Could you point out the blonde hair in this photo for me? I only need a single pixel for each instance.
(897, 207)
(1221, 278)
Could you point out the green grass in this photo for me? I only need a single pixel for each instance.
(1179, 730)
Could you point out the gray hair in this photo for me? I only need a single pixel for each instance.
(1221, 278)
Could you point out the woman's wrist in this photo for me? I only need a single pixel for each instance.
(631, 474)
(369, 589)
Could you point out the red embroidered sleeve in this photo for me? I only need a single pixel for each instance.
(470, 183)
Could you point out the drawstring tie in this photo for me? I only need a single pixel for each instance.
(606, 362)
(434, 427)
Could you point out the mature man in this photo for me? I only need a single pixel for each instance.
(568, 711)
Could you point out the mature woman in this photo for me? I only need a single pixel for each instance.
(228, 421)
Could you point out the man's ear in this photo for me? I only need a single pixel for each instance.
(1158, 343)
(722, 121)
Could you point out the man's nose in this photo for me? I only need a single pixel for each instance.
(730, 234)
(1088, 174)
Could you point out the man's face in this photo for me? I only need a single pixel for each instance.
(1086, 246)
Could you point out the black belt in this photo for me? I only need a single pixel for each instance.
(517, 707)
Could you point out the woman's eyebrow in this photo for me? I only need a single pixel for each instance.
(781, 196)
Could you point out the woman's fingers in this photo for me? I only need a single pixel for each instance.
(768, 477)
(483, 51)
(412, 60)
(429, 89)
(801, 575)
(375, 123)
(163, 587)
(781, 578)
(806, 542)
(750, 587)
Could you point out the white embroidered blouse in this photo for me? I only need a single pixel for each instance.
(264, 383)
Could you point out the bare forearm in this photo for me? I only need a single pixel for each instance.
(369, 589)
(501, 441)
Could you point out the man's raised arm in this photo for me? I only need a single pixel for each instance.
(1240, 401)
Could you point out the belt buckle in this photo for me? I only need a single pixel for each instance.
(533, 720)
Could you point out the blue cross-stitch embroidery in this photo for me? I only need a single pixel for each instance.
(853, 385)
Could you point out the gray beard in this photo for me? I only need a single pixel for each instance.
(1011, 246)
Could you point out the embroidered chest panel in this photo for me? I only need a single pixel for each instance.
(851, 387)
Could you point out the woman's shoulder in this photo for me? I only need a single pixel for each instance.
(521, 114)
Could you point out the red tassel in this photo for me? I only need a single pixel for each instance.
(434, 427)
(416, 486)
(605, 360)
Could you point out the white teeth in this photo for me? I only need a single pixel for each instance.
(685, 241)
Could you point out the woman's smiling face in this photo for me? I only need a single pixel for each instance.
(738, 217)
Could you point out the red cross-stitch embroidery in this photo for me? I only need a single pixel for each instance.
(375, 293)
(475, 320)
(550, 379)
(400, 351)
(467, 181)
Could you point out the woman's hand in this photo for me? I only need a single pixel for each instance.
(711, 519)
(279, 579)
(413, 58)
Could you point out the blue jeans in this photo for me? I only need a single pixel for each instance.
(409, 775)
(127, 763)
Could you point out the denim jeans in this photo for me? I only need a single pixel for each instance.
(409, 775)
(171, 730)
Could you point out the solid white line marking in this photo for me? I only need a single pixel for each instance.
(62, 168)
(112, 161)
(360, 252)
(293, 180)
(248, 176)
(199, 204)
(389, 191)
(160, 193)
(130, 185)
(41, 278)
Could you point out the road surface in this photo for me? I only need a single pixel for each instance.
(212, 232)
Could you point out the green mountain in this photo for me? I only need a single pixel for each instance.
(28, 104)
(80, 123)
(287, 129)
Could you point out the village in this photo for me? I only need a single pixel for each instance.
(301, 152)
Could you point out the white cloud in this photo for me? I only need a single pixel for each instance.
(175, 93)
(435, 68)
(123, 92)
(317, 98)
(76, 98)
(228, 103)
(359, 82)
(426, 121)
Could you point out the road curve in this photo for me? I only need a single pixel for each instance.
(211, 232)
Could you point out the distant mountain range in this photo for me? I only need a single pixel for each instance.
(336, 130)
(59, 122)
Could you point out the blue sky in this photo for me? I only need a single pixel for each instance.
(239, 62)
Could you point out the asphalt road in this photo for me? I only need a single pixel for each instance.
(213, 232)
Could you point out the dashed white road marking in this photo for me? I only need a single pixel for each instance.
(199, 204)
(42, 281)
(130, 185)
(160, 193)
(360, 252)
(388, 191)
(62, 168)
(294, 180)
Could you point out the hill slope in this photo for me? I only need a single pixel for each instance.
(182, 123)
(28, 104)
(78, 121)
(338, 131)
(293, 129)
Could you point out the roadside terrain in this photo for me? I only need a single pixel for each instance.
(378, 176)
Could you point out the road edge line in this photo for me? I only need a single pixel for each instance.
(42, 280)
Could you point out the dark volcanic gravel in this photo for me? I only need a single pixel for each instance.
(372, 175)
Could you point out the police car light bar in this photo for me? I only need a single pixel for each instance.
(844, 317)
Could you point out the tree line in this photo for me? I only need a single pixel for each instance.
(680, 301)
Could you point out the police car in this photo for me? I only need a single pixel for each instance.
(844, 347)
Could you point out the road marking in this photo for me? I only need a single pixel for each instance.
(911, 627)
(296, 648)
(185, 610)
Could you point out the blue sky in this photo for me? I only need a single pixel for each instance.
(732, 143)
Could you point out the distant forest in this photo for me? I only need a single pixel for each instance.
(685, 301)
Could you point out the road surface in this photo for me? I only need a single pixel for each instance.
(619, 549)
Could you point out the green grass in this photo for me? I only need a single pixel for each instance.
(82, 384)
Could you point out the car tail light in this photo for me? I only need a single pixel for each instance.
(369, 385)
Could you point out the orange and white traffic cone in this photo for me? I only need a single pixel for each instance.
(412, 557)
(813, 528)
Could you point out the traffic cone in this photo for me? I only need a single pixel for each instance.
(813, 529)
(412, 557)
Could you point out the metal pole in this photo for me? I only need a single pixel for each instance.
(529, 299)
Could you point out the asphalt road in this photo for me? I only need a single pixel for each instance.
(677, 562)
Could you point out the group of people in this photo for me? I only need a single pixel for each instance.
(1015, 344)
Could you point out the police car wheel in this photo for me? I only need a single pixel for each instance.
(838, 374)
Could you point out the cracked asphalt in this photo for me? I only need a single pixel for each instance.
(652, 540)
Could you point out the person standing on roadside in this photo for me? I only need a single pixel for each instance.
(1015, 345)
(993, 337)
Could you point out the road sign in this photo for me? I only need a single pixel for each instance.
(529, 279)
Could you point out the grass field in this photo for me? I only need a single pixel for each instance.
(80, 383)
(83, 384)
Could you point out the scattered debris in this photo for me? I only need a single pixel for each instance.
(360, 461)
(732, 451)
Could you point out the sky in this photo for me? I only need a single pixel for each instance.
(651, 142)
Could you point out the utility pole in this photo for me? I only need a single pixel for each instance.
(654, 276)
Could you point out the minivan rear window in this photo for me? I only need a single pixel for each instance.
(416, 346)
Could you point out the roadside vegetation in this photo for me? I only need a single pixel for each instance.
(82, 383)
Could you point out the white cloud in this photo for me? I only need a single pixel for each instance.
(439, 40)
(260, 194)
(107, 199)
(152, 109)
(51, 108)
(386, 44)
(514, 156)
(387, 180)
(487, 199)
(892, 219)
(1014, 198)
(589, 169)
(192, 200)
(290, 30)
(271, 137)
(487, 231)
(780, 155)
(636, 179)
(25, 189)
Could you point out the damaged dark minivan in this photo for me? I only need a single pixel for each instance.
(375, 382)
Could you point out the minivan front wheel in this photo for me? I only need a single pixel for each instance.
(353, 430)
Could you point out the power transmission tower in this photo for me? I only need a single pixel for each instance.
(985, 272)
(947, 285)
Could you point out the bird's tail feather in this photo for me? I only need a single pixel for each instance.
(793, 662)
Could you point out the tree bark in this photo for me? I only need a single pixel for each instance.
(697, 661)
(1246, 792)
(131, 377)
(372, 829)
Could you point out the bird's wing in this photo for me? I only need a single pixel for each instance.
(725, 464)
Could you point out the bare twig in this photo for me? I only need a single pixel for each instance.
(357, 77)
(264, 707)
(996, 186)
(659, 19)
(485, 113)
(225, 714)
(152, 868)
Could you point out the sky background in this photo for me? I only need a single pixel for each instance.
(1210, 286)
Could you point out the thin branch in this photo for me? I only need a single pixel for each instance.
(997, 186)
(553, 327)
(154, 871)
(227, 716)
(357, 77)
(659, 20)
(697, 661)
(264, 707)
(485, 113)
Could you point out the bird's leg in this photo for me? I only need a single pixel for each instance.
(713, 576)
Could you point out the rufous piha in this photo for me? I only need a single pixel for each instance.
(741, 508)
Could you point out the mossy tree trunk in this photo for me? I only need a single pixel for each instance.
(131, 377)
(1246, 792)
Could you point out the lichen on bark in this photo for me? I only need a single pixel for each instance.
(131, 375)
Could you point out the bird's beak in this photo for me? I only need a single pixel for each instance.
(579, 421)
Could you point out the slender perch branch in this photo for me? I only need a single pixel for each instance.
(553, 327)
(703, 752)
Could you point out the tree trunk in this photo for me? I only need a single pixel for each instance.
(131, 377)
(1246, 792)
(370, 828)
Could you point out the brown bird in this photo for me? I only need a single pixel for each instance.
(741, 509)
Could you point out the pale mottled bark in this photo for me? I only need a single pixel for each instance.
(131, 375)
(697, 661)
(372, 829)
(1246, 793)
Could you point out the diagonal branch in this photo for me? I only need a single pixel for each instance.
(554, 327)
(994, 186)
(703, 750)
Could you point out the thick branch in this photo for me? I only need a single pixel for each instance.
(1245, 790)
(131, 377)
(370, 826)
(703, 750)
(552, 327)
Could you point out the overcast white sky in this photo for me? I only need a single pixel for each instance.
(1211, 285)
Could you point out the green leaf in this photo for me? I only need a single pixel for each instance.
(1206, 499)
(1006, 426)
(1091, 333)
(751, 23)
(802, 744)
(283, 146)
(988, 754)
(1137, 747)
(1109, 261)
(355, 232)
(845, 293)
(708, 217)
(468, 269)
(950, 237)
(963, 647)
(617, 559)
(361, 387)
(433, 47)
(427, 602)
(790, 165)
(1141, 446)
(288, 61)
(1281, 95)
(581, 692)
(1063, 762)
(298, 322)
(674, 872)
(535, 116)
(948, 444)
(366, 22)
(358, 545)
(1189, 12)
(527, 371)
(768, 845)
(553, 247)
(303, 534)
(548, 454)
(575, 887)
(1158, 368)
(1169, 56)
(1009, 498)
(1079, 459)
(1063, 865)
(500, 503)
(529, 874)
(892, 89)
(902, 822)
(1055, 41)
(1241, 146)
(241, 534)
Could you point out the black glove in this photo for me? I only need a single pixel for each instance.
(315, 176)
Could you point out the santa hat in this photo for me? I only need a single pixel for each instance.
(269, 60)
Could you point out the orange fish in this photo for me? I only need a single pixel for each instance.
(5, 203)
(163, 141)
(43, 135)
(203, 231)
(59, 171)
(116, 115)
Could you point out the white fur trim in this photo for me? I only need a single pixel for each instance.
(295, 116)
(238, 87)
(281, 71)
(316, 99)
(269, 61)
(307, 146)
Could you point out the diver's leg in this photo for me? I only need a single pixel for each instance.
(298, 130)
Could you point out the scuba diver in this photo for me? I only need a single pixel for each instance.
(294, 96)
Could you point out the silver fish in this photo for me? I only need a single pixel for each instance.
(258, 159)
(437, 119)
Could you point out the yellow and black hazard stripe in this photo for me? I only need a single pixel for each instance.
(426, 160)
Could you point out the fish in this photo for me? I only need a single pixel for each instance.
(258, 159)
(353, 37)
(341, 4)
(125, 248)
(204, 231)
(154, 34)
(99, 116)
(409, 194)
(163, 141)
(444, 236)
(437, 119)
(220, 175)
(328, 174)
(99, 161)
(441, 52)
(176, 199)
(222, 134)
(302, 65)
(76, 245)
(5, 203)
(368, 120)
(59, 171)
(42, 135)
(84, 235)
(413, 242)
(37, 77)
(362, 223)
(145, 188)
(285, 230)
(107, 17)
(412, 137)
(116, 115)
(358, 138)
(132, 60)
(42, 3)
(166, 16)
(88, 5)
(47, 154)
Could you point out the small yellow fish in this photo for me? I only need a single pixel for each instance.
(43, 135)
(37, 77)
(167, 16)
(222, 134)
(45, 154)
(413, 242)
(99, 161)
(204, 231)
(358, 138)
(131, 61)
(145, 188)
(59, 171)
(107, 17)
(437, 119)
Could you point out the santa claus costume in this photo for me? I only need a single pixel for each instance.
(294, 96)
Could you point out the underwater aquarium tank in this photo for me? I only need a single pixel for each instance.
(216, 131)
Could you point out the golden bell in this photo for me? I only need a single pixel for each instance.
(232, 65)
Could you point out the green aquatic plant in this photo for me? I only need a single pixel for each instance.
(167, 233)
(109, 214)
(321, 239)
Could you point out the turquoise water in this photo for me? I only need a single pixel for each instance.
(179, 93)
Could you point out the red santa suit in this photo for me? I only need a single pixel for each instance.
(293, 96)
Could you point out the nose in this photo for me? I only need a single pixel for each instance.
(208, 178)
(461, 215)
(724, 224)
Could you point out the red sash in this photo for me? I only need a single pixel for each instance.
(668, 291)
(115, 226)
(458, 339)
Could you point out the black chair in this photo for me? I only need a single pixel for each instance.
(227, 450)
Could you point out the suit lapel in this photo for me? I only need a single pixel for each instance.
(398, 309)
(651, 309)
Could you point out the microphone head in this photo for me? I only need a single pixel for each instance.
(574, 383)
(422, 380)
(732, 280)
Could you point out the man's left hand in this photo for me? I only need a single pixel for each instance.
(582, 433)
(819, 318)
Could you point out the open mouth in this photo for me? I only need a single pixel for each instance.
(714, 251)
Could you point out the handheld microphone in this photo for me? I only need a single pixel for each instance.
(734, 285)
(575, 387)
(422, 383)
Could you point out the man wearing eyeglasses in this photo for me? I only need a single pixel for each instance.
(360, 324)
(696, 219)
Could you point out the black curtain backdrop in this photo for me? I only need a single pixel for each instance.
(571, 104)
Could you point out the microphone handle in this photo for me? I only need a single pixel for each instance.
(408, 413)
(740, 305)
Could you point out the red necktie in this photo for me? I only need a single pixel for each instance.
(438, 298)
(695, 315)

- - - - - - -

Write the lines out exactly, from the one with "Could you point out the green aquatic" down to the last line of the listing, and leave out all others.

## SOLVED EXERCISE
Could you point out the green aquatic plant in this photo for me? I only need a single pixel for each instance.
(167, 233)
(109, 214)
(321, 239)
Could you point out the turquoise water in this photo for me? I only need a single pixel for each instance.
(179, 93)
Could you point out the red santa suit in this photo for me? I only need a single pixel for each instance.
(293, 96)
Could you point out the nose in this photo for me? I only need a single pixel for each instance.
(208, 178)
(461, 215)
(724, 224)
Could you point out the red sash in this photo for me? I only need a single pixel for each instance.
(668, 291)
(115, 226)
(458, 339)
Could you point out the black chair in this photo for me? I only need a single pixel for each instance.
(227, 450)
Could you point out the suit lapel in this photo for me? I only need a single pixel for each instance.
(398, 309)
(651, 309)
Could you point out the microphone head in this photo for me? I only need a single pixel for each instance.
(574, 383)
(422, 380)
(732, 280)
Could you point out the man's left hand in this photo for me? I only need a single pixel for each instance.
(582, 433)
(819, 318)
Could you point out the open mouth in this photo for me? I only need a single pixel for each instance.
(714, 251)
Could you point out the handheld microphone in this photo for me? I only need a single pixel for each instance.
(734, 285)
(575, 387)
(422, 383)
Could you point out the man wearing eyeglasses in this photo for me? I only need a single pixel for each instance.
(360, 324)
(696, 219)
Could you point out the black curtain backdrop in this photo for me? I only need a single pixel for each instance.
(571, 104)
Could you point out the microphone handle in this photo for me? I only need a single pixel for each instance.
(408, 413)
(740, 305)
Could you point out the red necktie in this photo for me? I only need a single pixel for each instance.
(438, 298)
(695, 315)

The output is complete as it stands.